**TASK BRIEF**. Turn the data below into a numbered list, leaving out blank lines. Include only the part that opens with the line containing "Inline example from the docs — detect the white" and runs through the end of the data.

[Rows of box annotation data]
[start]
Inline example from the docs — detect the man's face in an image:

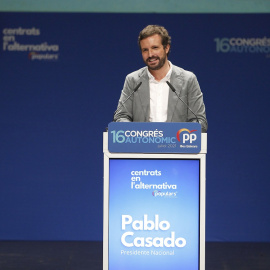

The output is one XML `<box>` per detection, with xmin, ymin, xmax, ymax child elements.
<box><xmin>140</xmin><ymin>34</ymin><xmax>170</xmax><ymax>70</ymax></box>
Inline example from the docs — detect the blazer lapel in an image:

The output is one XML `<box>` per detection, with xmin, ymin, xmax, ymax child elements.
<box><xmin>167</xmin><ymin>67</ymin><xmax>181</xmax><ymax>122</ymax></box>
<box><xmin>138</xmin><ymin>69</ymin><xmax>150</xmax><ymax>122</ymax></box>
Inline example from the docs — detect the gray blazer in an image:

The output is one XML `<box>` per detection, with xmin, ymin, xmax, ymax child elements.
<box><xmin>114</xmin><ymin>65</ymin><xmax>208</xmax><ymax>132</ymax></box>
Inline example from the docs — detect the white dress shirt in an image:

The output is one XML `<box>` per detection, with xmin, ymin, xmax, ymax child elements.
<box><xmin>147</xmin><ymin>62</ymin><xmax>172</xmax><ymax>122</ymax></box>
[end]
**CORRECT RESPONSE**.
1. Inline example from the docs — detect the white dress shirt in an image:
2. The output is one XML `<box>` per detection, with xmin, ymin, xmax, ymax child elements.
3. <box><xmin>147</xmin><ymin>62</ymin><xmax>172</xmax><ymax>122</ymax></box>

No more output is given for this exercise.